### What the task asks:
Convert every line of the entries below into a JSON list of strings, one string per line, omitting any blank lines.

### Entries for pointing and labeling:
########
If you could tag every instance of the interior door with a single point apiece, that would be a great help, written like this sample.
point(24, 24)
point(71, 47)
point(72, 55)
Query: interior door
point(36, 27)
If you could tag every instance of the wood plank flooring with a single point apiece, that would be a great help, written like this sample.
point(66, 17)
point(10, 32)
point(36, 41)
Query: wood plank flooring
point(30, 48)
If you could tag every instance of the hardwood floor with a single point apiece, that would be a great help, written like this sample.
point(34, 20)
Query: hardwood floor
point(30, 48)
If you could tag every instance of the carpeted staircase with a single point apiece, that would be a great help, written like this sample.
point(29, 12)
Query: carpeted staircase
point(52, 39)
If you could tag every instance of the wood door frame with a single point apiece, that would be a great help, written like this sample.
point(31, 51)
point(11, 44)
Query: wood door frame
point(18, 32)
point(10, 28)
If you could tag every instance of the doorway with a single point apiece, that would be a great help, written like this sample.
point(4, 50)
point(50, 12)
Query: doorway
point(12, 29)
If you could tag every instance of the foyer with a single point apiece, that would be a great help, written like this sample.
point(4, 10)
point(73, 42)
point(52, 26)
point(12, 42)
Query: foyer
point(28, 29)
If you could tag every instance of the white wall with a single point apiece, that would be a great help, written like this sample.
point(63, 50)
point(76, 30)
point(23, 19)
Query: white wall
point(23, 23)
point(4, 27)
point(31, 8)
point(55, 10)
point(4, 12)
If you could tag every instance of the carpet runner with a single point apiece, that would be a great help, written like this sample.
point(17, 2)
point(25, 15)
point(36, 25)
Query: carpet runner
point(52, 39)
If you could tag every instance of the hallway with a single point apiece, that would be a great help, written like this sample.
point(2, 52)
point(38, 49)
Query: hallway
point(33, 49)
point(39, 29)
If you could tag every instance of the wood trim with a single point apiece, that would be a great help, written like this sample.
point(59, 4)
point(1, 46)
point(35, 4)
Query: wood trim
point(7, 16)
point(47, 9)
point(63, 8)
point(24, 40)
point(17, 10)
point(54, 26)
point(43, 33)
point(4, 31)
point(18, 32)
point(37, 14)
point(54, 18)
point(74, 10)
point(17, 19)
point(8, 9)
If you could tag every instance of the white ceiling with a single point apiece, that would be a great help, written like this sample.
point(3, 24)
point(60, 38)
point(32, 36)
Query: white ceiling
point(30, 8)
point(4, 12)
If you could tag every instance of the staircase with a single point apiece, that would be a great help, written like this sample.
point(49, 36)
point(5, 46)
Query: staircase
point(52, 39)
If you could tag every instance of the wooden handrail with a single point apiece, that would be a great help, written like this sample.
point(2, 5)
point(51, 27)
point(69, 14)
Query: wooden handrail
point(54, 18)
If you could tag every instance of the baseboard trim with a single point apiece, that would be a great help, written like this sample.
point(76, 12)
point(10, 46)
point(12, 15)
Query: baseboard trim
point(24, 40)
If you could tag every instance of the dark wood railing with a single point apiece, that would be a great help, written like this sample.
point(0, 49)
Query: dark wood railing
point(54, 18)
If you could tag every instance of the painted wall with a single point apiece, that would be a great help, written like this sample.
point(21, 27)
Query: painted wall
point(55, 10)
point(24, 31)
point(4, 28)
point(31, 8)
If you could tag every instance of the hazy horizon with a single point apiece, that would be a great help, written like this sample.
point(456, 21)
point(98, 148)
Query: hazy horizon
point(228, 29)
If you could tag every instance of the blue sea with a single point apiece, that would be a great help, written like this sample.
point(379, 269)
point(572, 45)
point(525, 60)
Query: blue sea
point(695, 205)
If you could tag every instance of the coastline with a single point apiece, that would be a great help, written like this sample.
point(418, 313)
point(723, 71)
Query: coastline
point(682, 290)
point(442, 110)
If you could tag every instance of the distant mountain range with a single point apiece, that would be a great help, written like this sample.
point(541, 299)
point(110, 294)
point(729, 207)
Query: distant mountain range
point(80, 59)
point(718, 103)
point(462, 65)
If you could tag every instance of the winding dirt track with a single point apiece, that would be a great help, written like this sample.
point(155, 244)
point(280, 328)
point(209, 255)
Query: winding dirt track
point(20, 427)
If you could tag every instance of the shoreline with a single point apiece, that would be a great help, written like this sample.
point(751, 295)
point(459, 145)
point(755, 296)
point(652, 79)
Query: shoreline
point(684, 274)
########
### Exercise output:
[
  "If you could tag every instance of the interior door with a single point apiece, that would be a great help, written like this sample.",
  "point(24, 24)",
  "point(71, 47)",
  "point(72, 55)",
  "Query: interior door",
  "point(36, 27)",
  "If you could tag every instance of the wood plank flooring with a single point apiece, that would be a great help, written like this sample.",
  "point(66, 17)",
  "point(10, 32)",
  "point(36, 41)",
  "Query: wood plank flooring",
  "point(30, 48)",
  "If you could tag every instance of the hardwood floor with a single point apiece, that would be a great help, written like this sample.",
  "point(34, 20)",
  "Query: hardwood floor",
  "point(30, 48)",
  "If you could tag every instance of the carpeted staircase with a single point apiece, that would be a great help, written like this sample.",
  "point(29, 12)",
  "Query: carpeted staircase",
  "point(52, 39)",
  "If you could tag every instance of the wood door frame with a single point apiece, that would be a great help, written like this sample.",
  "point(31, 51)",
  "point(11, 44)",
  "Query: wood door frame",
  "point(18, 32)",
  "point(10, 28)",
  "If you could tag every instance of the doorway with a single point apiece, that would be a great help, written like this sample.",
  "point(4, 50)",
  "point(50, 12)",
  "Query: doorway",
  "point(12, 29)",
  "If you could tag every instance of the foyer with a single point apiece, that would be a great help, written like this sample.",
  "point(4, 10)",
  "point(73, 42)",
  "point(52, 26)",
  "point(12, 42)",
  "Query: foyer",
  "point(28, 29)",
  "If you could tag every instance of the white wall with a single point apiece, that would be a great help, written like this sample.",
  "point(63, 50)",
  "point(76, 30)",
  "point(23, 19)",
  "Query: white wall",
  "point(23, 23)",
  "point(4, 27)",
  "point(31, 8)",
  "point(55, 10)",
  "point(4, 12)",
  "If you could tag every instance of the carpet runner with a single point apiece, that would be a great help, written like this sample.",
  "point(17, 2)",
  "point(25, 15)",
  "point(36, 25)",
  "Query: carpet runner",
  "point(52, 39)",
  "If you could tag every instance of the hallway with a single point apiece, that would be a great help, written like this sample.",
  "point(2, 52)",
  "point(38, 49)",
  "Query: hallway",
  "point(33, 49)",
  "point(39, 29)",
  "If you could tag every instance of the wood trim with a single point apiece, that would be a great help, written like this sample.",
  "point(59, 4)",
  "point(1, 46)",
  "point(35, 4)",
  "Query: wood trim",
  "point(7, 16)",
  "point(47, 9)",
  "point(63, 8)",
  "point(24, 40)",
  "point(17, 10)",
  "point(54, 26)",
  "point(43, 33)",
  "point(4, 31)",
  "point(18, 32)",
  "point(37, 14)",
  "point(54, 18)",
  "point(74, 10)",
  "point(17, 19)",
  "point(8, 9)",
  "If you could tag every instance of the white ceiling with a single point apiece, that would be a great help, written like this sample.",
  "point(3, 24)",
  "point(60, 38)",
  "point(32, 36)",
  "Query: white ceiling",
  "point(30, 8)",
  "point(4, 12)",
  "If you could tag every instance of the staircase with a single point apiece, that would be a great help, written like this sample.",
  "point(49, 36)",
  "point(5, 46)",
  "Query: staircase",
  "point(52, 39)",
  "If you could tag every instance of the wooden handrail with a single point apiece, that would be a great help, written like this sample.",
  "point(2, 5)",
  "point(51, 27)",
  "point(69, 14)",
  "Query: wooden handrail",
  "point(54, 18)",
  "If you could tag every instance of the baseboard trim with a single point apiece, that would be a great help, written like this sample.",
  "point(76, 12)",
  "point(10, 46)",
  "point(12, 15)",
  "Query: baseboard trim",
  "point(24, 40)",
  "If you could tag every instance of the dark wood railing with a single point apiece, that would be a great help, written like this sample.",
  "point(0, 49)",
  "Query: dark wood railing",
  "point(54, 18)",
  "If you could tag every instance of the painted wall with a single point apiece, that would be a great help, written like this sample.",
  "point(21, 27)",
  "Query: painted wall",
  "point(55, 10)",
  "point(24, 31)",
  "point(4, 28)",
  "point(31, 8)",
  "If you could tag every instance of the hazy horizon with a single point apiece, that would be a great help, written like this sample.",
  "point(456, 21)",
  "point(98, 148)",
  "Query: hazy horizon",
  "point(228, 29)",
  "If you could tag every instance of the blue sea with a single point apiece, that would be a great help, written like this sample.",
  "point(379, 269)",
  "point(572, 45)",
  "point(525, 60)",
  "Query: blue sea",
  "point(695, 205)",
  "If you could tag every instance of the coastline with a single point apiece, that would be a great help, written like this sample.",
  "point(418, 313)",
  "point(723, 71)",
  "Query: coastline",
  "point(682, 290)",
  "point(442, 110)",
  "If you could tag every instance of the distant mountain range with a single point apiece, that would be a great help, written like this sample.",
  "point(541, 299)",
  "point(110, 294)",
  "point(729, 207)",
  "Query: distant mountain range",
  "point(80, 59)",
  "point(718, 103)",
  "point(462, 65)",
  "If you could tag every instance of the winding dirt track with a single point apiece, that would be a great help, written like this sample.",
  "point(155, 244)",
  "point(280, 328)",
  "point(209, 255)",
  "Query: winding dirt track",
  "point(20, 427)",
  "If you could tag every instance of the shoreline with a single point apiece, that would be a great help, written like this sample.",
  "point(751, 295)",
  "point(459, 145)",
  "point(755, 296)",
  "point(652, 79)",
  "Query: shoreline",
  "point(684, 274)"
]